◆ **What to work on**
Go through the entries below and print each one exactly, leaving out pictures.

Image-grounded pointing data:
──────────────────────────────

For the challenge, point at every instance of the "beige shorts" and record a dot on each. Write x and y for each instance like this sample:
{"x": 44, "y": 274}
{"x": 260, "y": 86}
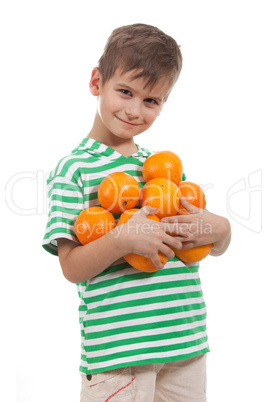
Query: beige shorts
{"x": 181, "y": 381}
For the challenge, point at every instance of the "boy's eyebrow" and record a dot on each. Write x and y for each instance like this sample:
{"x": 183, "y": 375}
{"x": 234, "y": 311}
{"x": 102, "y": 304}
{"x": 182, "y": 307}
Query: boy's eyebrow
{"x": 123, "y": 85}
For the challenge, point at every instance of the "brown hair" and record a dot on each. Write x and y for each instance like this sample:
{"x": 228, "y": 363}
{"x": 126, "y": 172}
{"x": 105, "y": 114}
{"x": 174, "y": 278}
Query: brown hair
{"x": 143, "y": 48}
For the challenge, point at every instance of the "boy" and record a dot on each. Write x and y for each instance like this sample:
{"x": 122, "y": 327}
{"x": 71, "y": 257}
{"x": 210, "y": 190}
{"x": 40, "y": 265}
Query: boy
{"x": 143, "y": 335}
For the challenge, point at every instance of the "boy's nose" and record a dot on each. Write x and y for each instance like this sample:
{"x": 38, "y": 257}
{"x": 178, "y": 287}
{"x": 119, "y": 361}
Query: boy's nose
{"x": 132, "y": 110}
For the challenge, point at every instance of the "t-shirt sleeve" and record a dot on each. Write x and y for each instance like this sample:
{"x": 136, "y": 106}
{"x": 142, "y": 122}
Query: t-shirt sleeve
{"x": 65, "y": 201}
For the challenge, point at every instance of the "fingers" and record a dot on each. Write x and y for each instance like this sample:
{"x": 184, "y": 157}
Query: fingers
{"x": 147, "y": 210}
{"x": 189, "y": 207}
{"x": 175, "y": 228}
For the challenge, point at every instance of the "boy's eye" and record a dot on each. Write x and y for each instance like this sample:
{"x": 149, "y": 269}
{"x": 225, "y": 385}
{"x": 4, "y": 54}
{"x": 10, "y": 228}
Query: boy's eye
{"x": 151, "y": 101}
{"x": 125, "y": 92}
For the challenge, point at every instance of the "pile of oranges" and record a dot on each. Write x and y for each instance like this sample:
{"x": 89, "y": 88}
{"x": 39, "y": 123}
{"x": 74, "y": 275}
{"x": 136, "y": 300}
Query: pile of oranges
{"x": 119, "y": 193}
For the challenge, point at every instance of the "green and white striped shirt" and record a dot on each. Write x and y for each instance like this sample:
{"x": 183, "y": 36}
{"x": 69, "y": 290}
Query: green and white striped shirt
{"x": 127, "y": 317}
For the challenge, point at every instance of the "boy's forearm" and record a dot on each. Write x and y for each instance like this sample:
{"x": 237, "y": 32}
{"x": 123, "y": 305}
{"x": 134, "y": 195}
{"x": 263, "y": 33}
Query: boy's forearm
{"x": 222, "y": 244}
{"x": 84, "y": 262}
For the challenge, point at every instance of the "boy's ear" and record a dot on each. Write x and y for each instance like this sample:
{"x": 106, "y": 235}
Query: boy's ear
{"x": 160, "y": 109}
{"x": 95, "y": 82}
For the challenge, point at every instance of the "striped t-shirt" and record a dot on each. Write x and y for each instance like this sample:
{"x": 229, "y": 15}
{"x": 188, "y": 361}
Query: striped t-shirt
{"x": 127, "y": 317}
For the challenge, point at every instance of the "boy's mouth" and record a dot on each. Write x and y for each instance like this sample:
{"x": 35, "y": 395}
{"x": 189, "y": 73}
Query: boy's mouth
{"x": 127, "y": 122}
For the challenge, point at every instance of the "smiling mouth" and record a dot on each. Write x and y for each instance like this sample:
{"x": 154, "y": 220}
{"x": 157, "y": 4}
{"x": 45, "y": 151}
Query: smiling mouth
{"x": 127, "y": 122}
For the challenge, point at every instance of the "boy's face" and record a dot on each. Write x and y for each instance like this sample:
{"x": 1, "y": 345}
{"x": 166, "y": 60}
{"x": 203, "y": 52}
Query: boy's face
{"x": 125, "y": 107}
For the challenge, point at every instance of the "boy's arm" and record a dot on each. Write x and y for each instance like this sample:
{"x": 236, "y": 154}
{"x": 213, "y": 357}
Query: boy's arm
{"x": 204, "y": 227}
{"x": 80, "y": 263}
{"x": 139, "y": 235}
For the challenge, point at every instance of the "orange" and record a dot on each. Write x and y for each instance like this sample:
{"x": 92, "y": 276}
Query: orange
{"x": 92, "y": 223}
{"x": 194, "y": 254}
{"x": 137, "y": 261}
{"x": 193, "y": 193}
{"x": 118, "y": 192}
{"x": 165, "y": 164}
{"x": 162, "y": 194}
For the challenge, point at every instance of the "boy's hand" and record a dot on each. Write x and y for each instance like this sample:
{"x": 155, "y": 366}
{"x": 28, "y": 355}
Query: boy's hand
{"x": 203, "y": 227}
{"x": 147, "y": 237}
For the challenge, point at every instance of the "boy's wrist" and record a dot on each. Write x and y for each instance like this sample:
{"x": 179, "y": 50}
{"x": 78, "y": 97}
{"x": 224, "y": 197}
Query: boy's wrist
{"x": 120, "y": 239}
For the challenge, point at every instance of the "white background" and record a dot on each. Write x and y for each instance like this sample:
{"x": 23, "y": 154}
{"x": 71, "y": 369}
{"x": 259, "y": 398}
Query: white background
{"x": 215, "y": 120}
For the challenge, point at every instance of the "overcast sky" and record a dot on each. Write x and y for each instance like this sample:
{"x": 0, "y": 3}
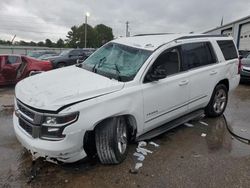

──────────────────────────────

◆ **Exercise output**
For the challenge, point at every instance of the "beige shorts" and record a dot on each. Write x and y for each instance like this sample:
{"x": 44, "y": 274}
{"x": 260, "y": 86}
Query: beige shorts
{"x": 181, "y": 381}
For the challenge, point at every instance of the "boy's eyebrow" and record a dot on each. Write x and y for each instance like this sample:
{"x": 183, "y": 375}
{"x": 234, "y": 311}
{"x": 102, "y": 304}
{"x": 182, "y": 307}
Query: boy's eyebrow
{"x": 123, "y": 85}
For the challenge, point at every instance of the "brown hair" and record a dot on each. Write x and y for each instance like this sample:
{"x": 228, "y": 363}
{"x": 126, "y": 172}
{"x": 105, "y": 114}
{"x": 174, "y": 278}
Query: brown hair
{"x": 143, "y": 48}
For the challenge, point at every instance of the "boy" and record a dot on each. Write x and y for each instance like this sample:
{"x": 122, "y": 327}
{"x": 71, "y": 257}
{"x": 210, "y": 190}
{"x": 40, "y": 265}
Query: boy
{"x": 143, "y": 335}
For the challenge, point at every instance of the "boy's nose" and record a dot on each. Write x and y for each instance like this sample:
{"x": 38, "y": 257}
{"x": 178, "y": 287}
{"x": 119, "y": 361}
Query: boy's nose
{"x": 132, "y": 110}
For the challenge, point at every instance of the "t-shirt sleeve" and record a dot on each. Write x and y for each instance like this sample:
{"x": 136, "y": 106}
{"x": 142, "y": 122}
Query: t-shirt sleeve
{"x": 65, "y": 201}
For the challenge, point at every instance of the "fingers" and record a dot on each. Write x and y for each instance like this sample:
{"x": 184, "y": 157}
Query: fingers
{"x": 147, "y": 210}
{"x": 189, "y": 207}
{"x": 175, "y": 228}
For the challenge, point at every instance of the "boy's eye" and record a dot on each. Write x and y for each instance like this sample:
{"x": 149, "y": 269}
{"x": 225, "y": 385}
{"x": 4, "y": 54}
{"x": 10, "y": 228}
Query: boy's eye
{"x": 151, "y": 101}
{"x": 125, "y": 92}
For the challenge, point at every instance of the "pile of oranges" and record a dot on each. Write x and y for each instance like this sample:
{"x": 89, "y": 88}
{"x": 39, "y": 123}
{"x": 74, "y": 275}
{"x": 136, "y": 300}
Query: pile of oranges
{"x": 119, "y": 193}
For the challenge, point at every instance of the "green and white striped shirt" and record a dot on each. Write x and y for each instance like this sample:
{"x": 183, "y": 36}
{"x": 69, "y": 290}
Query: green and white striped shirt
{"x": 127, "y": 317}
For the challenge, point at every instance of the "boy's forearm" and record a dot on each. Write x and y for each instance like this sample:
{"x": 237, "y": 32}
{"x": 123, "y": 305}
{"x": 134, "y": 195}
{"x": 263, "y": 33}
Query: boy's forearm
{"x": 222, "y": 244}
{"x": 84, "y": 262}
For the challenge, point at every instance of the "boy's ear" and record a dot on each. Write x and y for each instance like this sample:
{"x": 106, "y": 235}
Query: boy's ear
{"x": 160, "y": 109}
{"x": 95, "y": 82}
For the challenge, point at every instance of the "striped t-shirt" and record a dot on each. Write x and y for each instance like this sample:
{"x": 229, "y": 15}
{"x": 188, "y": 361}
Query: striped t-shirt
{"x": 127, "y": 317}
For the challenge, point at every instance of the "boy's mouth" and record a dot on each. Write x and y for each instance like this sample:
{"x": 35, "y": 395}
{"x": 189, "y": 73}
Query: boy's mouth
{"x": 127, "y": 122}
For the challenge, point at every instance of the "smiling mouth" and record a dot on each. Write x and y for each instance like this sample:
{"x": 154, "y": 220}
{"x": 157, "y": 4}
{"x": 45, "y": 151}
Query: smiling mouth
{"x": 127, "y": 122}
For the challenge, point at every instance of the "boy's face" and record a dot on each. Write x and y for each instance like this sample:
{"x": 1, "y": 345}
{"x": 166, "y": 60}
{"x": 203, "y": 52}
Query: boy's face
{"x": 125, "y": 107}
For the challenge, point at every instance of the "boy's arm" and record a dot on each. Write x and y for each instance like this sample:
{"x": 236, "y": 154}
{"x": 213, "y": 357}
Query: boy's arm
{"x": 204, "y": 227}
{"x": 80, "y": 263}
{"x": 139, "y": 235}
For the challenge, point at every instance of the "orange" and record a dot on each. Write x and y for each instance like this sample:
{"x": 92, "y": 276}
Query: orange
{"x": 92, "y": 223}
{"x": 194, "y": 254}
{"x": 137, "y": 261}
{"x": 193, "y": 193}
{"x": 118, "y": 192}
{"x": 165, "y": 164}
{"x": 162, "y": 194}
For the challenge, point at every instance of the "boy's hand" and record a dot on each. Write x and y for each instance like this sample:
{"x": 155, "y": 366}
{"x": 28, "y": 355}
Query: boy's hand
{"x": 203, "y": 227}
{"x": 147, "y": 237}
For the challenge, point at every instance of the "boy's wrist" and record a dot on each. Write x and y for each instance like this sample:
{"x": 179, "y": 50}
{"x": 78, "y": 97}
{"x": 224, "y": 197}
Query: boy's wrist
{"x": 120, "y": 239}
For the challenge, point at every instance of the "white background" and record a dot on each. Write x and y for each instance like this sample:
{"x": 23, "y": 154}
{"x": 71, "y": 369}
{"x": 259, "y": 398}
Query: white background
{"x": 215, "y": 120}
For the challenge, point at every instance of the "overcast sky" and record a dot on each. Write x and y for each instance like this sample:
{"x": 0, "y": 3}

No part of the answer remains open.